Aim:
Present every line of the records below as a numbered list, omitting any blank lines.

Supplied entries:

↓

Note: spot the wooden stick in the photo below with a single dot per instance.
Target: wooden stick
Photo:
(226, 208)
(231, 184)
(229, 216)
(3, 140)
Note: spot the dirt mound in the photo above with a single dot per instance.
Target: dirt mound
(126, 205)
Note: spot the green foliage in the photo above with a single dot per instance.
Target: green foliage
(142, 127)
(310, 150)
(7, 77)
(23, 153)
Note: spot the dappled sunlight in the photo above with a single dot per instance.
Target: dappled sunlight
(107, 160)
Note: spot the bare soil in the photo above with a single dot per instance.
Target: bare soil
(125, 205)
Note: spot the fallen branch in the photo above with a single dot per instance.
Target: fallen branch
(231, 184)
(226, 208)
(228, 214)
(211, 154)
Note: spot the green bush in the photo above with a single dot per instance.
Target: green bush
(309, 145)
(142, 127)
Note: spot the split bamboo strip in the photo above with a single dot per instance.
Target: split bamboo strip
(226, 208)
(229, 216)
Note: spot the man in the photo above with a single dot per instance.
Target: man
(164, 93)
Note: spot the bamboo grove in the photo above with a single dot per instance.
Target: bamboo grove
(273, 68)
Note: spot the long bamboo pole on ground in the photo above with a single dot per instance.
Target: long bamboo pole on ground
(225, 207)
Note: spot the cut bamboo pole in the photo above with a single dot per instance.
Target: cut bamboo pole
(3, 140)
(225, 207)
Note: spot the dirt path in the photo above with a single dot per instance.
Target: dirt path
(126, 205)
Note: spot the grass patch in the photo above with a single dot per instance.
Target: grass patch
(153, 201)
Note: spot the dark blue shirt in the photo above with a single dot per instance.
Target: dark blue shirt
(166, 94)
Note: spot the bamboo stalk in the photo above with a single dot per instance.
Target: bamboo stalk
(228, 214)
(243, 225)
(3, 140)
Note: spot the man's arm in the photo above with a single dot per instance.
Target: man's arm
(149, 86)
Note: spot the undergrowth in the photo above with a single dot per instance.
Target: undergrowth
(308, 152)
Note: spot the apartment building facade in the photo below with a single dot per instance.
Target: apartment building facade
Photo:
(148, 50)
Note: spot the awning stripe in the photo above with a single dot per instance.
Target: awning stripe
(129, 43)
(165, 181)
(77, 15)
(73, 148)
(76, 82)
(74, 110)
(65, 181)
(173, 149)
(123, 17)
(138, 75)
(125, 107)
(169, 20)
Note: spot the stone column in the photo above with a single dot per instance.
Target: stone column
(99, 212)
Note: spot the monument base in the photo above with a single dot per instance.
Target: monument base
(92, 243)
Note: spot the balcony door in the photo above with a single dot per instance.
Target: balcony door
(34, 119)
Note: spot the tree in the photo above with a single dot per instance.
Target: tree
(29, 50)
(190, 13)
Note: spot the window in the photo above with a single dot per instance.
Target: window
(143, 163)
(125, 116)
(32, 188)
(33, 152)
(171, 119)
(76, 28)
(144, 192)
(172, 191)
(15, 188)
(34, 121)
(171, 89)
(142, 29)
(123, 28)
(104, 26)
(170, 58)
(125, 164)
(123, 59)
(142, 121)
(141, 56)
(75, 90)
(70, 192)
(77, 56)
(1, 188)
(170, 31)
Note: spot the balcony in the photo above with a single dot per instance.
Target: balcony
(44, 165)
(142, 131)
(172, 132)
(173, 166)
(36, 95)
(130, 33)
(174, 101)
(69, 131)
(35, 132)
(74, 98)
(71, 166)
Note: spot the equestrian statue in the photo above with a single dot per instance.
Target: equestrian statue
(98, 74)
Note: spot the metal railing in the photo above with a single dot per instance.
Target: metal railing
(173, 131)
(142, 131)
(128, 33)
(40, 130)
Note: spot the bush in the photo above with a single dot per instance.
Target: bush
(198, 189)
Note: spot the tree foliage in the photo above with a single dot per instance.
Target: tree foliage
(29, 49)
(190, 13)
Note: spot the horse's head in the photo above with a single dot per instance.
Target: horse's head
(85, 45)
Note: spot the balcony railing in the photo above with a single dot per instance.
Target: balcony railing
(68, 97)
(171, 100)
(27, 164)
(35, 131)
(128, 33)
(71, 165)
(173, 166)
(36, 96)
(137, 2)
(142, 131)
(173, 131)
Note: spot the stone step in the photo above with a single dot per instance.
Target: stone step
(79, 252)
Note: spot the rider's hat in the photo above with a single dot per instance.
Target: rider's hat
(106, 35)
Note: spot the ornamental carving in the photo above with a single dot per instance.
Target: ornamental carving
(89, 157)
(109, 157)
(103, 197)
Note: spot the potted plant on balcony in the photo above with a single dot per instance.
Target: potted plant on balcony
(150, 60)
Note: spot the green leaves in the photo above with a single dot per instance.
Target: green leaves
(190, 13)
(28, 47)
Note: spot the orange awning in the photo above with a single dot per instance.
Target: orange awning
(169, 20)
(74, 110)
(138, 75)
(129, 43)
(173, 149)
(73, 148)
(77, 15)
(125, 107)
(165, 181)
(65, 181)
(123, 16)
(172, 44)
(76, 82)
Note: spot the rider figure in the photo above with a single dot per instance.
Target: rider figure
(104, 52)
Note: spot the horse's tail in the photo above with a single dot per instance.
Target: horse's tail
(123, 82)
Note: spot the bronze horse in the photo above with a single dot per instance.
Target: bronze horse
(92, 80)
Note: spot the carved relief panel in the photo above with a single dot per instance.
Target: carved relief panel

↑

Written response:
1. Note: spot the wooden stick in the photo below with a single dot per instance.
2. Target: wooden stick
3. Photo:
4. (226, 208)
5. (231, 184)
6. (229, 216)
7. (3, 140)
8. Note: spot the dirt mound in the photo above with a single dot per instance.
9. Target: dirt mound
10. (126, 205)
11. Note: spot the green foliage in the photo above with a single dot per instance.
12. Target: green foliage
13. (142, 127)
14. (310, 150)
15. (7, 77)
16. (23, 153)
17. Note: spot the dappled sunlight in the photo above with a single dot per instance.
18. Target: dappled sunlight
19. (107, 160)
20. Note: spot the bare soil in the photo above with a single dot per instance.
21. Target: bare soil
22. (125, 205)
23. Note: spot the fallen branch in the photo above with a single dot per instance.
24. Target: fallen branch
25. (231, 184)
26. (226, 208)
27. (228, 214)
28. (211, 154)
29. Note: spot the green bush in the photo above with a single dot per instance.
30. Target: green bush
31. (309, 145)
32. (142, 127)
33. Note: spot the split bamboo strip in the photo above with a single dot per instance.
34. Target: split bamboo strip
35. (226, 208)
36. (229, 216)
37. Note: spot the man in the photo above with a single dot per instance.
38. Target: man
39. (164, 93)
40. Note: spot the bamboo grove in the photo above with a single dot per instance.
41. Target: bamboo grove
42. (273, 68)
43. Note: spot the long bamboo pole on ground in the photo above with a single dot per instance.
44. Target: long bamboo pole on ground
45. (225, 207)
46. Note: spot the cut bamboo pole in the photo above with a single dot per instance.
47. Target: cut bamboo pole
48. (3, 140)
49. (225, 207)
50. Note: spot the dirt path in the photo above with a single dot per instance.
51. Target: dirt path
52. (126, 205)
53. Note: spot the grass patch in the photo above with a single dot per instance.
54. Target: grass patch
55. (153, 201)
56. Note: spot the dark blue shirt in the photo above with a single dot per instance.
57. Target: dark blue shirt
58. (166, 94)
59. Note: spot the bamboo stalk in the photo above with a single dot per instance.
60. Target: bamboo stalk
61. (228, 214)
62. (243, 225)
63. (3, 140)
64. Note: spot the man's arm in the photo above with a single dot per instance.
65. Target: man's arm
66. (149, 86)
67. Note: spot the undergrowth in the photo above with a single dot per instance.
68. Target: undergrowth
69. (308, 152)
70. Note: spot the apartment building facade in the photo below with a single dot per instance.
71. Target: apartment building facade
72. Photo:
73. (148, 50)
74. Note: spot the awning stripe in the photo above with a single dot per instance.
75. Target: awning stripe
76. (129, 43)
77. (165, 181)
78. (77, 15)
79. (73, 148)
80. (76, 82)
81. (74, 110)
82. (65, 181)
83. (173, 149)
84. (123, 17)
85. (138, 75)
86. (125, 107)
87. (169, 20)
88. Note: spot the stone column in the photo above with a single dot per instance.
89. Target: stone column
90. (99, 212)
91. Note: spot the monument base in the photo above with a single dot per instance.
92. Target: monument base
93. (92, 243)
94. Note: spot the balcony door in the photo above with a single dot per instance.
95. Target: balcony door
96. (34, 119)
97. Note: spot the tree in the photo above with a single dot per instance.
98. Target: tree
99. (29, 50)
100. (190, 13)
101. Note: spot the window in the photo above with a single dot per instance.
102. Target: window
103. (143, 163)
104. (125, 116)
105. (32, 188)
106. (33, 152)
107. (171, 119)
108. (76, 28)
109. (144, 192)
110. (172, 191)
111. (15, 188)
112. (34, 121)
113. (171, 89)
114. (142, 29)
115. (123, 28)
116. (104, 26)
117. (170, 58)
118. (125, 164)
119. (123, 59)
120. (142, 121)
121. (141, 56)
122. (75, 90)
123. (70, 192)
124. (77, 56)
125. (1, 188)
126. (170, 31)
127. Note: spot the balcony in the photo above with a single dot per instance.
128. Target: balcony
129. (44, 165)
130. (142, 131)
131. (172, 132)
132. (173, 166)
133. (36, 95)
134. (130, 33)
135. (174, 101)
136. (69, 131)
137. (35, 132)
138. (74, 98)
139. (71, 166)
140. Note: spot the equestrian statue in the photo above with a single dot per instance.
141. Target: equestrian statue
142. (98, 74)
143. Note: spot the metal railing in the photo above with a single dot per instance.
144. Target: metal railing
145. (173, 131)
146. (142, 131)
147. (128, 33)
148. (40, 130)
149. Note: spot the bush in the photo above with a single dot per instance.
150. Target: bush
151. (198, 189)
152. Note: spot the tree foliage in the photo above with a single dot per instance.
153. Target: tree foliage
154. (29, 49)
155. (190, 13)
156. Note: spot the horse's head in the photo above with a single dot per instance.
157. Target: horse's head
158. (85, 45)
159. Note: spot the balcony railing in the photo above with a single dot per instance.
160. Target: balcony railing
161. (68, 97)
162. (171, 100)
163. (27, 164)
164. (35, 131)
165. (128, 33)
166. (71, 165)
167. (173, 166)
168. (36, 96)
169. (137, 2)
170. (142, 131)
171. (173, 131)
172. Note: spot the stone step in the photo above with a single dot per instance.
173. Target: stone step
174. (79, 252)
175. Note: spot the rider's hat in the photo above with a single dot per instance.
176. Target: rider's hat
177. (106, 35)
178. Note: spot the ornamental carving in the photo above with a single dot per instance.
179. Target: ornamental carving
180. (89, 157)
181. (109, 157)
182. (103, 197)
183. Note: spot the potted plant on balcony in the photo above with a single dot per instance.
184. Target: potted plant on balcony
185. (150, 60)
186. Note: spot the green leaves in the photo above with a single dot per instance.
187. Target: green leaves
188. (190, 13)
189. (28, 47)
190. Note: spot the orange awning in the photo above with a single dot per instance.
191. Target: orange awning
192. (169, 20)
193. (74, 110)
194. (138, 75)
195. (129, 43)
196. (173, 149)
197. (73, 148)
198. (77, 15)
199. (125, 107)
200. (165, 181)
201. (65, 181)
202. (123, 16)
203. (172, 44)
204. (76, 82)
205. Note: spot the rider figure in the photo above with a single dot per instance.
206. Target: rider figure
207. (104, 52)
208. Note: spot the horse's tail in the photo above with a single dot per instance.
209. Target: horse's tail
210. (123, 82)
211. Note: spot the bronze horse in the photo above with a single dot per instance.
212. Target: bronze horse
213. (92, 80)
214. Note: spot the carved relief panel in the photo above with a single dot per instance.
215. Target: carved relief panel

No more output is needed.